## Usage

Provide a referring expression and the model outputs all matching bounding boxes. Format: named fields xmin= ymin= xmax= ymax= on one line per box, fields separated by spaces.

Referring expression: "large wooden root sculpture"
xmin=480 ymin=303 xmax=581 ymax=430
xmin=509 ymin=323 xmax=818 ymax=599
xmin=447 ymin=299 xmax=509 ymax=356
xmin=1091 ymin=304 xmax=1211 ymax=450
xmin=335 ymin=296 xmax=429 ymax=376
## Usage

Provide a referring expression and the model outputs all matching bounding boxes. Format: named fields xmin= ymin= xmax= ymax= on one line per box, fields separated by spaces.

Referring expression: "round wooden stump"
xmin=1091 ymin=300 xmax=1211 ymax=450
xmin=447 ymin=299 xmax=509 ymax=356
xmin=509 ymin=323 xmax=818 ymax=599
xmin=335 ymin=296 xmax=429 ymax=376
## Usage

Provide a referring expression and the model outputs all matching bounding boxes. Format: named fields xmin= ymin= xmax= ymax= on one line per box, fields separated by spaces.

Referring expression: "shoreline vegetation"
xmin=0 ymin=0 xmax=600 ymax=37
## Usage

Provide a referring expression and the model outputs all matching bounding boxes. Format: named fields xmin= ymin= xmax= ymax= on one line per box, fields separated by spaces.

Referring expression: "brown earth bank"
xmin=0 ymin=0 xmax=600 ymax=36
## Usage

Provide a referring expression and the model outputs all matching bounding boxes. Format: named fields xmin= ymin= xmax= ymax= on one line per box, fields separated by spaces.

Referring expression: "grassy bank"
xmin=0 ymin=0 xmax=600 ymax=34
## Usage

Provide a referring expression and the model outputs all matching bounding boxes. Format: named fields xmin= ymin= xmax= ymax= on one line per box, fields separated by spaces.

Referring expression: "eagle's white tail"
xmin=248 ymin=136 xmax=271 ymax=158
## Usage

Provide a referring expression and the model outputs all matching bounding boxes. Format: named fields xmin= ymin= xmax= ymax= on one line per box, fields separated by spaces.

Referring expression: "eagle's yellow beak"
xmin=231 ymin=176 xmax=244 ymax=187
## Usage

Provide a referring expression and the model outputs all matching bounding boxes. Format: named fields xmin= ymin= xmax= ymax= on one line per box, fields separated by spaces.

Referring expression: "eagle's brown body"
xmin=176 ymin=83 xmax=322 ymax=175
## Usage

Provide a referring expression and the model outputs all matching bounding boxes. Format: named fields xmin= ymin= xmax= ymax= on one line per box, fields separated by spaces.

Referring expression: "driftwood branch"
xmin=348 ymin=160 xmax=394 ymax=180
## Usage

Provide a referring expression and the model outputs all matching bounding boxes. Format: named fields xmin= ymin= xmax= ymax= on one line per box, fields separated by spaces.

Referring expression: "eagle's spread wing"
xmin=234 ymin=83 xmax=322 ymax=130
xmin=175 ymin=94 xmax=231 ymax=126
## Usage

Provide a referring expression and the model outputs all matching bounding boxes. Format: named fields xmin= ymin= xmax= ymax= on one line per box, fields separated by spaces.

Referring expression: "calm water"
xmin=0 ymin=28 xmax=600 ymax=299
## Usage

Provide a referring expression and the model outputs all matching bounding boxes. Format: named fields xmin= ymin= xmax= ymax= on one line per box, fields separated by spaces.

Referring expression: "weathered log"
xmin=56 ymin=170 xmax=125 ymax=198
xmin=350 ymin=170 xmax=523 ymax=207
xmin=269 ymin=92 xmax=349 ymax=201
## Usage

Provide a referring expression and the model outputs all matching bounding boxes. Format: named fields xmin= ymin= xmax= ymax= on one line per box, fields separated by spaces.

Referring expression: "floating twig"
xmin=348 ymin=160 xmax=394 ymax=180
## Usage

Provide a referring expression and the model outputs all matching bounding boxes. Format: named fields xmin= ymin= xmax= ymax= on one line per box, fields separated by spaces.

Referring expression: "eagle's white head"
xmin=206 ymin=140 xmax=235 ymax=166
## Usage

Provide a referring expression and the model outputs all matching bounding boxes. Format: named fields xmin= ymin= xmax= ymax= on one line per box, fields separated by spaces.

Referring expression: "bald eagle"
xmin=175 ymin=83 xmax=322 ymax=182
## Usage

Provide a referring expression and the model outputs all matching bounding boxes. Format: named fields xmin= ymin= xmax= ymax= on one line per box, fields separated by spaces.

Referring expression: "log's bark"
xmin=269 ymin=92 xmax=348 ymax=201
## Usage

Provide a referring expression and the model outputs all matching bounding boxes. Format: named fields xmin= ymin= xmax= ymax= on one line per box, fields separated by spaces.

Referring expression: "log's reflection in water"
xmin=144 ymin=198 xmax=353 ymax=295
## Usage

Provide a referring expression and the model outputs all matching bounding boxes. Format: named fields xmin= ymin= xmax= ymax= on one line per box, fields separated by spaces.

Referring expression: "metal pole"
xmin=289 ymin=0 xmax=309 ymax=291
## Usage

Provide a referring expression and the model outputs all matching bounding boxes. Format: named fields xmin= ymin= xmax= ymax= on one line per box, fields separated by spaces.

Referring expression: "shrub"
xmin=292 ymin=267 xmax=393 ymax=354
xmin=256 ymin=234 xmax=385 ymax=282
==========
Copy the material above back out, exactly as written.

## Usage

Provide a referring expression and the model outputs all matching bounding boxes. Format: named fields xmin= ymin= xmax= ymax= on one line per box, fields separated by spaces.

Referring expression: "large wooden root sculpture"
xmin=480 ymin=303 xmax=581 ymax=430
xmin=509 ymin=323 xmax=818 ymax=599
xmin=447 ymin=299 xmax=509 ymax=356
xmin=1091 ymin=304 xmax=1211 ymax=450
xmin=335 ymin=296 xmax=429 ymax=376
## Usage

Provide a referring expression and the model outputs all matching bounding boxes. Format: named fields xmin= ymin= xmax= ymax= on one line per box, fields separated by spaces.

Referring expression: "round wooden stump"
xmin=1091 ymin=300 xmax=1211 ymax=450
xmin=447 ymin=299 xmax=509 ymax=356
xmin=509 ymin=323 xmax=818 ymax=599
xmin=335 ymin=296 xmax=429 ymax=376
## Usage

Provide a referring expression and the model outputs all matching bounding boxes. Format: named fields xmin= ymin= xmax= ymax= on one line per box, fields separated by spaces.

Referring expression: "shoreline vegetation"
xmin=0 ymin=0 xmax=600 ymax=37
## Usage

Provide a referring expression and the model outputs all matching bounding boxes. Format: named fields xmin= ymin= xmax= ymax= on one line per box, fields separated by spaces.

Referring expression: "brown earth bank"
xmin=0 ymin=0 xmax=600 ymax=36
## Usage

Provide a referring expression and the model outputs all matching bounding boxes. Format: named fields xmin= ymin= xmax= ymax= on one line per box, fields separated by spaces.

Referring expression: "grassy bank"
xmin=0 ymin=0 xmax=600 ymax=34
## Usage

Provide a referring expression and the model outputs all matching bounding boxes. Format: named fields xmin= ymin= xmax= ymax= on one line per box, fields separated by spaces.

Referring expression: "eagle's white tail"
xmin=248 ymin=136 xmax=271 ymax=158
## Usage

Provide a referring expression and the model outputs all matching bounding boxes. Format: named fields xmin= ymin= xmax= ymax= on one line per box, fields separated by spaces.

Referring expression: "eagle's yellow beak"
xmin=231 ymin=176 xmax=244 ymax=187
## Usage

Provide a referring expression and the model outputs all matching bounding boxes. Format: named fields xmin= ymin= xmax= ymax= on one line per box, fields separated by spaces.

Referring expression: "eagle's brown body"
xmin=176 ymin=83 xmax=322 ymax=175
## Usage

Provide a referring expression and the model outputs all matching bounding boxes. Format: named fields xmin= ymin= xmax= ymax= on one line per box, fields separated by spaces.

Referring expression: "driftwood branch"
xmin=348 ymin=160 xmax=394 ymax=180
## Usage

Provide a referring expression and the model outputs all matching bounding boxes. Format: named fields xmin= ymin= xmax= ymax= on one line per box, fields separated by spaces.

Referring expression: "eagle's spread wing"
xmin=234 ymin=83 xmax=322 ymax=130
xmin=175 ymin=94 xmax=231 ymax=126
## Usage

Provide a referring expression and the model outputs all matching bounding boxes. Format: named fields xmin= ymin= xmax= ymax= on one line per box, fields separated by spaces.

Referring expression: "calm water"
xmin=0 ymin=28 xmax=600 ymax=299
## Usage

Provide a referring expression and the model outputs all matching bounding boxes. Format: named fields xmin= ymin= xmax= ymax= on one line per box, fields separated by spaces.

Referring expression: "weathered log"
xmin=56 ymin=170 xmax=125 ymax=198
xmin=350 ymin=170 xmax=523 ymax=207
xmin=269 ymin=92 xmax=349 ymax=201
## Usage

Provide a referring expression and the model outputs all matching bounding boxes. Format: named fields xmin= ymin= xmax= ymax= on one line per box, fields separated by spaces.

Referring expression: "floating twig"
xmin=348 ymin=160 xmax=394 ymax=180
## Usage

Provide a referring expression and the model outputs all matching bounding boxes. Format: named fields xmin= ymin= xmax= ymax= on one line per box, fields separated by spaces.

Referring expression: "eagle's white head"
xmin=206 ymin=140 xmax=235 ymax=166
## Usage

Provide a referring expression and the model outputs all matching bounding boxes. Format: named fields xmin= ymin= xmax= ymax= on one line per box, fields separated by spaces.

Referring expression: "bald eagle"
xmin=175 ymin=83 xmax=322 ymax=182
## Usage

Provide a referring expression and the model outputs all matching bounding boxes. Format: named fields xmin= ymin= xmax= ymax= on one line per box, fields separated by spaces.

Referring expression: "log's bark"
xmin=269 ymin=92 xmax=348 ymax=201
## Usage

Provide a referring expression and the model outputs all matching bounding boxes. Format: named fields xmin= ymin= xmax= ymax= on one line per box, fields separated by spaces.

Referring expression: "log's reflection in water"
xmin=144 ymin=198 xmax=353 ymax=295
## Usage

Provide a referring expression and the model outputs all matching bounding boxes. Format: named fields xmin= ymin= xmax= ymax= on one line per box, fields separated by spaces.

Referring expression: "metal pole"
xmin=289 ymin=0 xmax=309 ymax=291
## Usage

Provide a referring expression and the model outputs all matching bounding boxes. Format: named fields xmin= ymin= xmax= ymax= on one line per box, fields separated by spaces.

Referring expression: "shrub"
xmin=292 ymin=267 xmax=393 ymax=354
xmin=256 ymin=234 xmax=385 ymax=282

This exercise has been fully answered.